Location identification items:
————————

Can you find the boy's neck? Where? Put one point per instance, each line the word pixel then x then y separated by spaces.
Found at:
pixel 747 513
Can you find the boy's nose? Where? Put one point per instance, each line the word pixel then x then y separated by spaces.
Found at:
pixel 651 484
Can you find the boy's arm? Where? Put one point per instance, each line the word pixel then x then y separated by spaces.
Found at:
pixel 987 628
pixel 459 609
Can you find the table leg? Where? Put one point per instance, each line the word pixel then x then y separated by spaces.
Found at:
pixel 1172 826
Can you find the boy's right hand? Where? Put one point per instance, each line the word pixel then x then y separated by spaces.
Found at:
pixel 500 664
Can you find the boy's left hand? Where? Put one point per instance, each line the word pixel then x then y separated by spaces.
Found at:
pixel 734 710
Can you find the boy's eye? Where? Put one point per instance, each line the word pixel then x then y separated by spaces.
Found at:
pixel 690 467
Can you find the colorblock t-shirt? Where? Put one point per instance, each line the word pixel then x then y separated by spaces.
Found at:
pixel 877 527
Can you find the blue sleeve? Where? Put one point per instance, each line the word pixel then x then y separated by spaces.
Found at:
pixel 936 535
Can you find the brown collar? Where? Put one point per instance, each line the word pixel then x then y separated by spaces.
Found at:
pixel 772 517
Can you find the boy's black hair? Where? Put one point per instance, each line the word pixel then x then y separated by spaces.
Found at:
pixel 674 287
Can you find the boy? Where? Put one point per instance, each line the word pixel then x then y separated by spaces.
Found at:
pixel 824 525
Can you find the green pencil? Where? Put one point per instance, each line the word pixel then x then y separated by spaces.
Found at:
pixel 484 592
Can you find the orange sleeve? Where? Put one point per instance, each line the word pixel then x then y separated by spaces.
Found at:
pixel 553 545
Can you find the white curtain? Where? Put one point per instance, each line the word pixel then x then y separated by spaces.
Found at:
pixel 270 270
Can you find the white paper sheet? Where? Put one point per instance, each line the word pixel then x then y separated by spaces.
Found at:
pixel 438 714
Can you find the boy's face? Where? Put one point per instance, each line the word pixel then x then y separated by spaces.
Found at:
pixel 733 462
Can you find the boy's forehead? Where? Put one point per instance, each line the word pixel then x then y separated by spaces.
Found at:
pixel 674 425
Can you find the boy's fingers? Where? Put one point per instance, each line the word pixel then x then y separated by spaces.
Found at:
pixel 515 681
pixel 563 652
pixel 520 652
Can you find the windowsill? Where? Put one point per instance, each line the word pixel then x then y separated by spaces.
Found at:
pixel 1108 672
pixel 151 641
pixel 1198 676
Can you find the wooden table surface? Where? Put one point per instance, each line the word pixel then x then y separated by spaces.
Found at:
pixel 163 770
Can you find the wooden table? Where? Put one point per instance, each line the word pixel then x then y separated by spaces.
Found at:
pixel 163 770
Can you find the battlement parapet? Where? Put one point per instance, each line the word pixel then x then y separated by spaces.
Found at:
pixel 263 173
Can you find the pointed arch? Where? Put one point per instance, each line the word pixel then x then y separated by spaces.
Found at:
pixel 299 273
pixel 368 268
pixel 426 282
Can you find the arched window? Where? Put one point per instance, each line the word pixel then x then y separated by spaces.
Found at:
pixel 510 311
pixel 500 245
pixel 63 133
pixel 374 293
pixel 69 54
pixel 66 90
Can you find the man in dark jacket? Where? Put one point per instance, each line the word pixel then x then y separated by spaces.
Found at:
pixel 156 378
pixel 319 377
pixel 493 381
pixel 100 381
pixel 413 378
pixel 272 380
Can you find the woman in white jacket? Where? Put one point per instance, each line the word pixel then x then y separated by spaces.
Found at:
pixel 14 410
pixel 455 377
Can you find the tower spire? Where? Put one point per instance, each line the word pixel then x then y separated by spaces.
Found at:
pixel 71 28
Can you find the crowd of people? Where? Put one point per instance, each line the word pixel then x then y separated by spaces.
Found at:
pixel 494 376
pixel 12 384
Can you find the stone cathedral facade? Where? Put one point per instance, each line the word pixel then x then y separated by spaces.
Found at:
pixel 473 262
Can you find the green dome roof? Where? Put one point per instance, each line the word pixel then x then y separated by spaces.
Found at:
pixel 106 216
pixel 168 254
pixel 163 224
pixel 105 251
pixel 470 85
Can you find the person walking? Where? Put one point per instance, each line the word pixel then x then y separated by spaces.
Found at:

————————

Set problem: Copy out the items again, starting at the line that contains "Can you find the boy's left" and stopping after the line that contains "pixel 824 525". Shift every pixel coordinate in the answers by adding 83 to it.

Right answer:
Can you find the boy's left hand? Where? Put one point per instance, each line the word pixel then x then y separated by spaces.
Found at:
pixel 817 793
Can you find the boy's eye? Where? Put one point per instance, each line the word pixel then x then y separated by spaces.
Found at:
pixel 773 550
Can you find the colorblock t-shirt? Where? Put one point per instance, each line the word pixel then x then y separated by spaces.
Found at:
pixel 960 610
Can you find the blue sleeve? Where? Put one point per instance, each line the word pixel then x then y separated by spaces.
Found at:
pixel 1019 618
Can you find the brown collar? Where? Put one point per instance, each line the word pixel then x then y separated by spaces.
Found at:
pixel 855 600
Can you find the boy's black hair? Where? Put one point per instance, each line the word pixel then x then y separated by spaces.
Found at:
pixel 757 370
Can you find the boy? Where? Put one point per instance, each line the word pixel then x then y separated by spaces.
Found at:
pixel 907 608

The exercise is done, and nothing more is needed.